→ DIRECTIONS FOR THIS TASK
Please repeat, word for word, everything in the thread on the xmmcopya bug from "If you look" down to "beat REP MOVSB.".

### TEXT ###

News:

Masm32 SDK description, downloads and other helpful links
Message to All Guests

Main Menu

m64lib\xmmcopya bug?

Started by sinsi, July 17, 2019, 07:41:27 PM

Previous topic - Next topic

sinsi

Runs into a problem if byte count < 16. If the first jle @f is taken, RAX is not initialised but the final copy loop uses it as a counter.

xmmcopya proc

  ; *********************
  ;  aligned memory copy
  ; *********************

  ; rcx = source address
  ; rdx = destination address
  ; r8  = byte count

    mov r11, r8
    shr r11, 4                  ; div by 16 for loop count
    xor r10, r10                ; zero r10 to use as index

    cmp r8, 16
    jle @F


  lpst:
    movdqa xmm0, [rcx+r10]
    movntdq [rdx+r10], xmm0
    add r10, 16
    sub r11, 1
    jnz lpst

    mov rax, r8                 ; calculate remainder if any
    and rax, 15
    test rax, rax
    jnz @F
    ret

  @@:
    mov r9b, [rcx+r10]          ; copy any remainder
    mov [rdx+r10], r9b
    add r10, 1
    sub rax, 1
    jnz @B

    ret

xmmcopya endp


hutch--

I have only just pulled my head out of a linear parser, probably the best way is to test the length and if its under 16 bytes, branch to a simple byte copy. I did not envisage it being used for very small byte counts.

hutch--

If you look at the design of the algorithm, it requires 16 byte aligned memory for the particular choice of mnemonics and will crash without correct alignment as per the Intel manual data so it is not a choice for memory copy under 16 bytes in length. An algorithm of this type would be used for block streaming of aligned memory, not for small byte counts. On small amounts its hard to beat REP MOVSB.

sinsi

I realised later that it wasn't a general purpose routine, but some might see xmm and assume it's super-fast or something :biggrin:

### AVAILABLE DATA ###

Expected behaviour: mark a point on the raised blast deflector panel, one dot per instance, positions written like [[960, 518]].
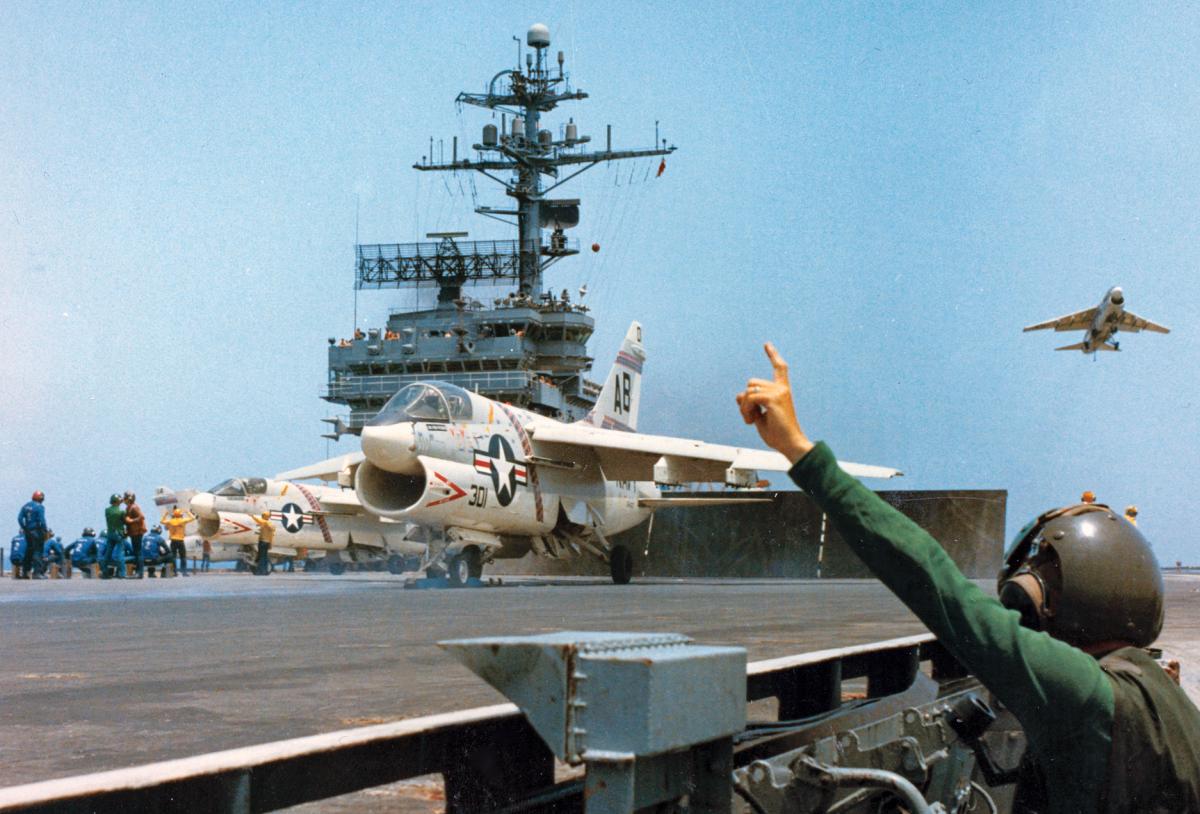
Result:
[[790, 538]]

###

→ ANSWER TO THE PROBLEM
If you look at the design of the algorithm, it requires 16 byte aligned memory for the particular choice of mnemonics and will crash without correct alignment as per the Intel manual data so it is not a choice for memory copy under 16 bytes in length. An algorithm of this type would be used for block streaming of aligned memory, not for small byte counts. On small amounts its hard to beat REP MOVSB.